WHAT YOU WILL DO:
A. According to the passage on crypto and CBDCs, what has happened to the RBI's e-Rupee CBDC pilot?
B. Translate this sentence from the passage on crypto and CBDCs into Spanish: "Budget support for blockchain R&D could mitigate challenges like privacy and energy consumption."

EXCERPT TO READ:
..............................

Deepening Crypto and CBDC Ecosystems

The rise of cryptocurrencies and CBDCs presents both opportunities and risks. India’s 2022 crypto tax regime has generated revenue but lacks regulatory clarity for legitimacy. Meanwhile, the RBI’s e-Rupee CBDC pilot has expanded significantly.

For the 2026-27 budget, a progressive crypto framework through a dedicated Crypto Bill, harmonised with SEBI and RBI, is advocated to foster innovation while curbing risks. Allocations for scaling the e-Rupee could enhance financial inclusion and enable pilots for cross-border payments. Budget support for blockchain R&D could mitigate challenges like privacy and energy consumption.

Impact

This news holds significant weight for India's economic trajectory, potentially influencing investor confidence, driving technological adoption, promoting green investments, enhancing gender equality, and advancing digital finance. The strategic policy shifts outlined could foster sustained, inclusive growth and reinforce India’s global stature.

Impact rating: 8/10

Difficult Terms Explained

  • Fiscal Responsibility and Budget Management (FRBM) Act: A law in India that binds the government to a fiscal deficit target.
  • Fiscal Deficit: The difference between the government's total expenditure and its revenue, excluding borrowings.
  • Debt-GDP Ratio: A measure comparing a country's total debt to its Gross Domestic Product (GDP).

..............................

DATA PROVIDED:
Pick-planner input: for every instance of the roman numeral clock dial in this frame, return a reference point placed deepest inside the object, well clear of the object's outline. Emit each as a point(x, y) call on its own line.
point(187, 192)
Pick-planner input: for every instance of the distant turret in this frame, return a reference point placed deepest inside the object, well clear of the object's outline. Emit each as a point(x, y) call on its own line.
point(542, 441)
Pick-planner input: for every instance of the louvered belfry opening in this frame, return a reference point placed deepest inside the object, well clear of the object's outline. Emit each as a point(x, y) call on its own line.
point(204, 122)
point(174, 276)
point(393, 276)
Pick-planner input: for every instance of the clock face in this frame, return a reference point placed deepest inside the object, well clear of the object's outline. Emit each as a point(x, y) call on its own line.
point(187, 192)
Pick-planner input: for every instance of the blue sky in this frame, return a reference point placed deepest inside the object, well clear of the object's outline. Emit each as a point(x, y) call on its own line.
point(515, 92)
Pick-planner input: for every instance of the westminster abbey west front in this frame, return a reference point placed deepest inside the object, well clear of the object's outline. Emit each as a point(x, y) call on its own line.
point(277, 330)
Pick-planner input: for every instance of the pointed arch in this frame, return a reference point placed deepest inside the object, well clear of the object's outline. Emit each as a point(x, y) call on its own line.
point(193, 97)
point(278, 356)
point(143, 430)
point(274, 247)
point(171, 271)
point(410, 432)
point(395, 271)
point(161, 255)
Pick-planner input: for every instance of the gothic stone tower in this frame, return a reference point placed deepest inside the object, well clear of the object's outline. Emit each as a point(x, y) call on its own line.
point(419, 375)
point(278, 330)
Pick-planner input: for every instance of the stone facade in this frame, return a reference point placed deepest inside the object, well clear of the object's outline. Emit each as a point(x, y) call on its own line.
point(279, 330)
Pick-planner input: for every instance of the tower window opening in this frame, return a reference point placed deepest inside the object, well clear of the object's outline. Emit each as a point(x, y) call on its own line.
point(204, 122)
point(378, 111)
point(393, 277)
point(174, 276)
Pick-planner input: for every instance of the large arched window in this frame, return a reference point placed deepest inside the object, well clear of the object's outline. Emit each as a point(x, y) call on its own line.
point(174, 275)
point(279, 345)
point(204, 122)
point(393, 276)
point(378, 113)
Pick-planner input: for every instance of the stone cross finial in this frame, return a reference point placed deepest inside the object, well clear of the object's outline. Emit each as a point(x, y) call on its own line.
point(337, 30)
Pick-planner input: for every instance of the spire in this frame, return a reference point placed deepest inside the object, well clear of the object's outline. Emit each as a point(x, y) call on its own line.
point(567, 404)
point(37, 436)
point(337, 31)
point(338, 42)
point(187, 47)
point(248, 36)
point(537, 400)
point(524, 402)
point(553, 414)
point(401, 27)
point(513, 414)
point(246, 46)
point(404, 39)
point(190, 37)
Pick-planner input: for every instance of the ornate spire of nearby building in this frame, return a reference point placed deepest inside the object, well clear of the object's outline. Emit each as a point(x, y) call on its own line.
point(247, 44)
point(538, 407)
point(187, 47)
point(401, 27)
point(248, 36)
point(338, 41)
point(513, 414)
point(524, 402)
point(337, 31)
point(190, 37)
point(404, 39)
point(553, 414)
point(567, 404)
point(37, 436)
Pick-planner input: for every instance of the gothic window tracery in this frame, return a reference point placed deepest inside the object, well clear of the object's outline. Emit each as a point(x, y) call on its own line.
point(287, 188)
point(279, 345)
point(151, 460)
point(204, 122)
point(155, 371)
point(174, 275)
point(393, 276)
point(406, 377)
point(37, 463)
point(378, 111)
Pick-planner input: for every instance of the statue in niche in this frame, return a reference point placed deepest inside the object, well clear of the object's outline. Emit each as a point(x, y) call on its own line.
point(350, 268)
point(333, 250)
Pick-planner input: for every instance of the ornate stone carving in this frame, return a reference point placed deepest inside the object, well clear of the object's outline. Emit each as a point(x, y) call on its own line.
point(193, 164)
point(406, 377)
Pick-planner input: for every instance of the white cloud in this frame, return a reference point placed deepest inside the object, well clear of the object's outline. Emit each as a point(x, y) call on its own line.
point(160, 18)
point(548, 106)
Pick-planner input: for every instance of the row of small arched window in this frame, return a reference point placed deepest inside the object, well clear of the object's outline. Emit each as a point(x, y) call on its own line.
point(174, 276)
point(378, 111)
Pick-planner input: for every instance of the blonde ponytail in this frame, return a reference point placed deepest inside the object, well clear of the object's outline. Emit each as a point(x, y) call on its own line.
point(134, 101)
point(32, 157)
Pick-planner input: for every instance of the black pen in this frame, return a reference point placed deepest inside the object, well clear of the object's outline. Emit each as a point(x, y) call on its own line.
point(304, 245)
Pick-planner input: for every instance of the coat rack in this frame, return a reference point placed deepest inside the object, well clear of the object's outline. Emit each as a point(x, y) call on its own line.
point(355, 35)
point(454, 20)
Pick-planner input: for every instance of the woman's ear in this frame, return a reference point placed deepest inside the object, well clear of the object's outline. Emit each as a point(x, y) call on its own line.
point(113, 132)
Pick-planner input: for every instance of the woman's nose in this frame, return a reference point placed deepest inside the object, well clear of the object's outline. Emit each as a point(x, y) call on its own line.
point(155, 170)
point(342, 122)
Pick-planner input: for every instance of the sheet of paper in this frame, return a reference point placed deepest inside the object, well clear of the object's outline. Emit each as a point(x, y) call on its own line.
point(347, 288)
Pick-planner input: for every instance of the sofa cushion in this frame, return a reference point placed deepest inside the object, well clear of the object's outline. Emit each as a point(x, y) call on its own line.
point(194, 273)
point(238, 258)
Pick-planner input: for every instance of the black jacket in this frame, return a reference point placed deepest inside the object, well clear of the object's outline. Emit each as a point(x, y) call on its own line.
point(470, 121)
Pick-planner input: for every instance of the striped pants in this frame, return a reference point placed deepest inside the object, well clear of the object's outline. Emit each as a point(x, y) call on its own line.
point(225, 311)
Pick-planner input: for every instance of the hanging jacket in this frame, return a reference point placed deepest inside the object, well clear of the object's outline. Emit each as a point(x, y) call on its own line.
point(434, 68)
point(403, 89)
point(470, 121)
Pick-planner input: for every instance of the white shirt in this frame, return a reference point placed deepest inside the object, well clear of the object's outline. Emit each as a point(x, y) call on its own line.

..............................

SOLUTIONS FOR EACH TASK:
A. It has expanded significantly.

B. El apoyo presupuestario a la I+D en blockchain podría mitigar desafíos como la privacidad y el consumo de energía.